Supplied text:

╭──

Files
alknet/tasks/core/endpoint.md
glm-5.2 098fd8b9b9 tasks: decompose vault, core, call crates into 28 atomic implementation tasks
Break down the three initial crates (alknet-vault, alknet-core, alknet-call)
into dependency-ordered task files for implementation agents.

Structure:
- tasks/vault/ (10 tasks) — drift fixes from ADR-025/026 refactor, review,
  spec sync. Vault is independent and can run fully in parallel with core/call.
- tasks/core/ (6 tasks) — crate init, core types, config, auth, endpoint,
  review. Core is foundational; call depends on it.
- tasks/call/ (12 tasks) — split into registry/ and protocol/ topic subdirs
  reflecting the two subsystems. CallAdapter is the merge point.

Key decisions:
- Drifts 3+9+10 grouped as one task (key-versioning-rotation) — the complete
  ADR-021 rotation feature that doesn't compile in pieces
- Reviews injected at end of each crate phase (vault, core, call)
- Vault spec-sync task removes the drift table and bumps doc status to stable
- ACME deferred in core/endpoint (noted as TODO; X509 manual certs for now)
- OperationEnv kept as a trait (load-bearing for ADR-024 layering)

Validated: 28 tasks, no cycles, 11 generations of parallel work.
Critical path runs through call (11 tasks). Vault completes by generation 4.
6 high-risk tasks identified (21%): irpc-removal, endpoint, operation-context,
operation-env, call-adapter, abort-cascade.
2026-06-23 12:41:47 +00:00

8.9 KiB

id, name, status, depends_on, scope, risk, impact, level
id name status depends_on scope risk impact level
core/endpoint Implement AlknetEndpoint, HandlerRegistry, accept loops (quinn + iroh), TLS identity, and graceful shutdown pending
core/core-types
core/config
core/auth
broad high component implementation

Description

Implement the ALPN router and endpoint in src/endpoint.rs. This is the integration point of alknet-core — it ties together the core types, config, and auth into the central runtime that accepts connections and dispatches to handlers by ALPN string.

╰──

To do:
1. In the task-breakdown page, switch "ACME" to "DNS-01" and write out the passage from "- tasks/core/ (6" up to and including "for ADR-024 layering)".
2. Based on the task-breakdown page, mark each statement yes or no and quote the words that decide it.
(a) Vault can run fully in parallel with core and call.
(b) The critical path runs through core.
(c) OperationEnv was changed from a trait into something else.
3. Write the next part of the task-breakdown page, picking up after its last sentence.

Information provided:
╭──

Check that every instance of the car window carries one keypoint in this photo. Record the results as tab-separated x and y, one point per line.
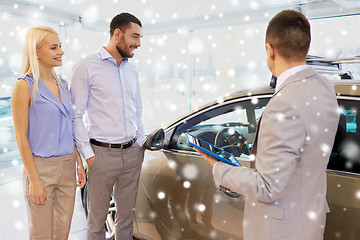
231	127
345	154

╰──

Responses per task:
1.
- tasks/core/ (6 tasks) — crate init, core types, config, auth, endpoint,
  review. Core is foundational; call depends on it.
- tasks/call/ (12 tasks) — split into registry/ and protocol/ topic subdirs
  reflecting the two subsystems. CallAdapter is the merge point.

Key decisions:
- Drifts 3+9+10 grouped as one task (key-versioning-rotation) — the complete
  ADR-021 rotation feature that doesn't compile in pieces
- Reviews injected at end of each crate phase (vault, core, call)
- Vault spec-sync task removes the drift table and bumps doc status to stable
- DNS-01 deferred in core/endpoint (noted as TODO; X509 manual certs for now)
- OperationEnv kept as a trait (load-bearing for ADR-024 layering)

2.
(a) Yes: "Vault is independent and can run fully in parallel with core/call."
(b) No: "Critical path runs through call (11 tasks)."
(c) No: "OperationEnv kept as a trait (load-bearing for ADR-024 layering)"

3.
AlknetEndpoint

pub struct AlknetEndpoint {
    quinn: Option<quinn::Endpoint>,
    iroh: Option<iroh::Endpoint>,
    handlers: Arc<HandlerRegistry>,
    dynamic: Arc<ArcSwap<DynamicConfig>>,
    identity_provider: Arc<dyn IdentityProvider>,
    shutdown: watch::Receiver<bool>,
}

Manages one or more QUIC connection sources, each feeding into the same ALPN router. Both quinn and iroh are optional (feature-gated), both can be active simultaneously (ADR-010).

HandlerRegistry

pub struct HandlerRegistry {
    handlers: HashMap<&'static [u8], Arc<dyn ProtocolHandler>>,
}

impl HandlerRegistry {
    pub fn new() -> Self;
    pub fn register(&mut self, handler: Arc<dyn ProtocolHandler>);
    pub fn get(&self, alpn: &[u8]) -> Option<&Arc<dyn ProtocolHandler>>;
    pub fn alpn_strings(&self) -> Vec<Vec<u8>>;
}
  • register(): insert a handler. Panics if ALPN already registered.
  • get(): look up by ALPN string.
  • alpn_strings(): all registered ALPNs — used to build TLS ServerConfig (quinn) and ALPN list (iroh).
  • Registration is static at startup (OQ-04, ADR-010). The CLI builds the registry, inserts all handlers, passes to AlknetEndpoint::new().

Accept loops

Each active connection source runs its own accept loop. Both dispatch through the same HandlerRegistry.

Quinn accept loop (public QUIC+TLS):

loop {
    tokio::select! {
        incoming = quinn_endpoint.accept() => {
            let connection = incoming.await;
            match connection {
                Ok(conn) => dispatch(conn),
                Err(e) => { /* log TLS handshake failure, continue */ }
            }
        }
        _ = shutdown.changed() => break,
    }
}

iroh accept loop (P2P relay-assisted):

loop {
    tokio::select! {
        incoming = iroh_endpoint.accept() => {
            let accepting = incoming.accept();
            let alpn = accepting.alpn().await;
            match alpn {
                Ok(alpn) => dispatch(alpn, accepting),
                Err(e) => { /* log handshake failure, continue */ }
            }
        }
        _ = shutdown.changed() => break,
    }
}

Use iroh::Endpoint directly (not iroh's Router) because our HandlerRegistry is shared between quinn and iroh, and our AuthContext construction differs per source. See iroh's protocol.rs for the reference pattern.

Dispatch function (shared)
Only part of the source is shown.